Selected text:
++++++++++++++++++++
Problem

You are given two 0-indexed integer permutations A and B of length n.

prefix common array of A and B is an array C such that C[i] is equal to the count of numbers that are present at or before the index i in both A and B.

Return the prefix common array of A and B.

A sequence of n integers is called a permutation if it contains all integers from 1 to n exactly once.

Examples

Example 1:

Input: A = [1,3,2,4], B = [3,1,2,4]
Output: [0,2,3,4]
Explanation: At i = 0: no number is common, so C[0] = 0.
At i = 1: 1 and 3 are common in A and B, so C[1] = 2.
At i = 2: 1, 2, and 3 are common in A and B, so C[2] = 3.
At i = 3: 1, 2, 3, and 4 are common in A and B, so C[3] = 4.

Example 2:

Input: A = [2,3,1], B = [3,1,2]
Output: [0,1,3]
Explanation: At i = 0: no number is common, so C[0] = 0.
At i = 1: only 3 is common in A and B, so C[1] = 1.
At i = 2: 1, 2, and 3 are common in A and B, so C[2] = 3.

Constraints:

  • 1 <= A.length == B.length == n <= 50
  • 1 <= A[i], B[i] <= n
  • It is guaranteed that A and B are both a permutation of n integers.

Solution

Video explanation

Here is the video explaining below methods in detail. Please check it out:

Method 1 - Naive

In a brute force approach, we can simply iterate through all indices and at each index, count how many elements from the beginning to the current index are common in both permutations A and B.
++++++++++++++++++++
Tasks and exercises:
1/ Reproduce the permutation problem from "Return the prefix common array of A and B." to "so C[3] = 4.", substituting "shared" for "common" throughout.
2/ Answer these questions on the permutation problem:
(a) What is the largest value n may take under its constraints?
(b) What output does it give for its second example?
(c) What name does it give to Method 1?
3/ Carry on the permutation problem from the end of its final sentence.
The items after this point come from a separate source.

Excerpted data:
++++++++++++++++++++
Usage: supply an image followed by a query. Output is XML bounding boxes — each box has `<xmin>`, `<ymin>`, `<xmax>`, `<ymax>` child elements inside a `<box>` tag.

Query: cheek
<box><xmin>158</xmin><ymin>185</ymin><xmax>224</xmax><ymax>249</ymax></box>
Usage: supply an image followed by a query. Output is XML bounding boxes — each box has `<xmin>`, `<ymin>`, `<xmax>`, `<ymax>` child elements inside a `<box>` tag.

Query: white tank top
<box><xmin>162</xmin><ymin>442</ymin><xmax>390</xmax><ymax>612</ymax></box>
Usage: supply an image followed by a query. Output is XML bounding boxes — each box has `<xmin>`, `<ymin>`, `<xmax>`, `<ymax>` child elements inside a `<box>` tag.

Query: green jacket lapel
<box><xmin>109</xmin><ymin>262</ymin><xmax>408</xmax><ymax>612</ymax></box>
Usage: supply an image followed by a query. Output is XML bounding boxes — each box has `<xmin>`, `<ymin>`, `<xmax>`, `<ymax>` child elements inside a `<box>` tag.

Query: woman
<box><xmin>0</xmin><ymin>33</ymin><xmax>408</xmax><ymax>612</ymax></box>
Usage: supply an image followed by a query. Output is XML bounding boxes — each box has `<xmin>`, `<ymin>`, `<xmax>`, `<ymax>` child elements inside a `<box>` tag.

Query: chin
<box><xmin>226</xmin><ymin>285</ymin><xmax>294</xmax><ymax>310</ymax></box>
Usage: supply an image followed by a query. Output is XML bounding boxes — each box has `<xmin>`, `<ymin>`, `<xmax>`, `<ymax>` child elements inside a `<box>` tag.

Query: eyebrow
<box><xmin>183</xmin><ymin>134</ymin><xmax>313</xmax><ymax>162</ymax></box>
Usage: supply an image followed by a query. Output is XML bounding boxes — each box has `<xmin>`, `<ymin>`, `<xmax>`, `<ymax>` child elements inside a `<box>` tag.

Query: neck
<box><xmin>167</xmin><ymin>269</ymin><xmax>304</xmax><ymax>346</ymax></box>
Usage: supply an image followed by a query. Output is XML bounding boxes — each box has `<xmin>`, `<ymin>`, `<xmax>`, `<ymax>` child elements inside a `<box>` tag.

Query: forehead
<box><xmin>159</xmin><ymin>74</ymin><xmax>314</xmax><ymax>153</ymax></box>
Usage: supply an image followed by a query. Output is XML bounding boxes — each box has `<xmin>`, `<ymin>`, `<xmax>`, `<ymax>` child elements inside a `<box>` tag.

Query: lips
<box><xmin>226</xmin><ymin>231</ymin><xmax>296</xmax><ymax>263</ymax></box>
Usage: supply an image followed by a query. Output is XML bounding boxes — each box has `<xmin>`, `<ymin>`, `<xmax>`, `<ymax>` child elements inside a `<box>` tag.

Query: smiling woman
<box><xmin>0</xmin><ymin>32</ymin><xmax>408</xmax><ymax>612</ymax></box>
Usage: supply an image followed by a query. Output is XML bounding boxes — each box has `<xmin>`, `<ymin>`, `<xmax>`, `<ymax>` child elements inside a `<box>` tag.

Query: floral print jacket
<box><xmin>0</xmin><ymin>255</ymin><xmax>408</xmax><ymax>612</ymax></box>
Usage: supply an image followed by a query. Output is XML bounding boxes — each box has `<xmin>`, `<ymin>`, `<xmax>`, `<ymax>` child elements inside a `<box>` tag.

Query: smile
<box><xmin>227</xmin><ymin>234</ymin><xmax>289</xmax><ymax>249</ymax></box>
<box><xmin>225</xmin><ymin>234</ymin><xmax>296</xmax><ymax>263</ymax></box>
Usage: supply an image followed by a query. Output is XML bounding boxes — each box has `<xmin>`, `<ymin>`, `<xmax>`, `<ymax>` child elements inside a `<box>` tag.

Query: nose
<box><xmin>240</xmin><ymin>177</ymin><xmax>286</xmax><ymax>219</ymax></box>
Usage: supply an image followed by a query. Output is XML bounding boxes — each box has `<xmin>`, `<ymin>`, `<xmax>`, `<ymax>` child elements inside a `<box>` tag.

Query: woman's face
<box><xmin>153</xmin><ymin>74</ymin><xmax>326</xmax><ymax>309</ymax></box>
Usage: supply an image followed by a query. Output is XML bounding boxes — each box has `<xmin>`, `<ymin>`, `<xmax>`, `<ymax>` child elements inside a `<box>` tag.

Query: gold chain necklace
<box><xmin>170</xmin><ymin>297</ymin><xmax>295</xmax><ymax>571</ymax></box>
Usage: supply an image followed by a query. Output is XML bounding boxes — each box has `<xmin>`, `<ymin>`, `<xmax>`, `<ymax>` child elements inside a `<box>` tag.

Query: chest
++++++++++++++++++++
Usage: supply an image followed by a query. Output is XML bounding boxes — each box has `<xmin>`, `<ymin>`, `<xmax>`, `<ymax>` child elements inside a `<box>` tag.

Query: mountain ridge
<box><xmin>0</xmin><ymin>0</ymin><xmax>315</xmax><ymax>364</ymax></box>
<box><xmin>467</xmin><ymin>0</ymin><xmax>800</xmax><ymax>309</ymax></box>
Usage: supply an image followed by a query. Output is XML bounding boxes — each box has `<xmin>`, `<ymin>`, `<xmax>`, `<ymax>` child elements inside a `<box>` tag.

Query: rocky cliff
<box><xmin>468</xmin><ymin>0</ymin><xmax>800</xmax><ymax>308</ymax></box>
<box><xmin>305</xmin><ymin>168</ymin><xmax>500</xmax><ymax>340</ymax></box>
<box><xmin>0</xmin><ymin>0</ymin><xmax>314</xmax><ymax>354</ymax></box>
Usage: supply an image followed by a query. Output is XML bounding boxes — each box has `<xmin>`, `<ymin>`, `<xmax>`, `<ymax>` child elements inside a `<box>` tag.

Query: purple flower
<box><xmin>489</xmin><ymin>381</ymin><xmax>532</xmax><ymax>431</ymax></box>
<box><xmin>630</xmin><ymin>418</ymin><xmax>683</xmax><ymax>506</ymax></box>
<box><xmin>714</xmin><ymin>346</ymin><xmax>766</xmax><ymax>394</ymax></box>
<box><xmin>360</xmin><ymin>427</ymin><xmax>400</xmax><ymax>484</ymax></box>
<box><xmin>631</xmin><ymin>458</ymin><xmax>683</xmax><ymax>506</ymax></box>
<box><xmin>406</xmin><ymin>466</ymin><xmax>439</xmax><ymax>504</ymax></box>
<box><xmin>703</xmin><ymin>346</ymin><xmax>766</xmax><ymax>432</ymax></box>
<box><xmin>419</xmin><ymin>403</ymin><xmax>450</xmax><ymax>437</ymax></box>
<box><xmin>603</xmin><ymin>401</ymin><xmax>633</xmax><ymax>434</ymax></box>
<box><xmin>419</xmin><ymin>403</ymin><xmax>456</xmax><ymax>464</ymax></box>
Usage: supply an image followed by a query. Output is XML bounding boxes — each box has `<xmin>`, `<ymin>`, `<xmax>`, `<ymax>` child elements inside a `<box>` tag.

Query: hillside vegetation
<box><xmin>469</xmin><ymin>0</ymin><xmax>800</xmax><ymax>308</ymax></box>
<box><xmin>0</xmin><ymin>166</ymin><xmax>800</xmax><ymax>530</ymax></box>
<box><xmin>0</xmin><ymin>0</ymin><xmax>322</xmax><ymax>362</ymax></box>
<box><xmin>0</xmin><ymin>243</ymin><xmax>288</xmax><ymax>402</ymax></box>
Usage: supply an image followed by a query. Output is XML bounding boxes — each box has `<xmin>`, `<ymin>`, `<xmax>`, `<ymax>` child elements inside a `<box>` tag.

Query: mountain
++++++++++++++++++++
Set of answers:
1/
Return the prefix shared array of A and B.

A sequence of n integers is called a permutation if it contains all integers from 1 to n exactly once.

Examples

Example 1:

Input: A = [1,3,2,4], B = [3,1,2,4]
Output: [0,2,3,4]
Explanation: At i = 0: no number is shared, so C[0] = 0.
At i = 1: 1 and 3 are shared in A and B, so C[1] = 2.
At i = 2: 1, 2, and 3 are shared in A and B, so C[2] = 3.
At i = 3: 1, 2, 3, and 4 are shared in A and B, so C[3] = 4.

2/
(a) 50
(b) [0,1,3]
(c) Naive

3/
Here is the approach:

  1. Initialize an array C of size n with all elements as 0.
  2. Iterate through each index i from 0 to n-1:
    • Initialize a counter common_count to 0.
    • For each element up to the current index i (i.e. from 0 to i inclusive) in both arrays:
      • Check if the element at the current position in A is present in the prefix of B up to the current index i.
      • If it is, increment the common_count.
    • Store the value of common_count in C[i].
  3. Return the array C.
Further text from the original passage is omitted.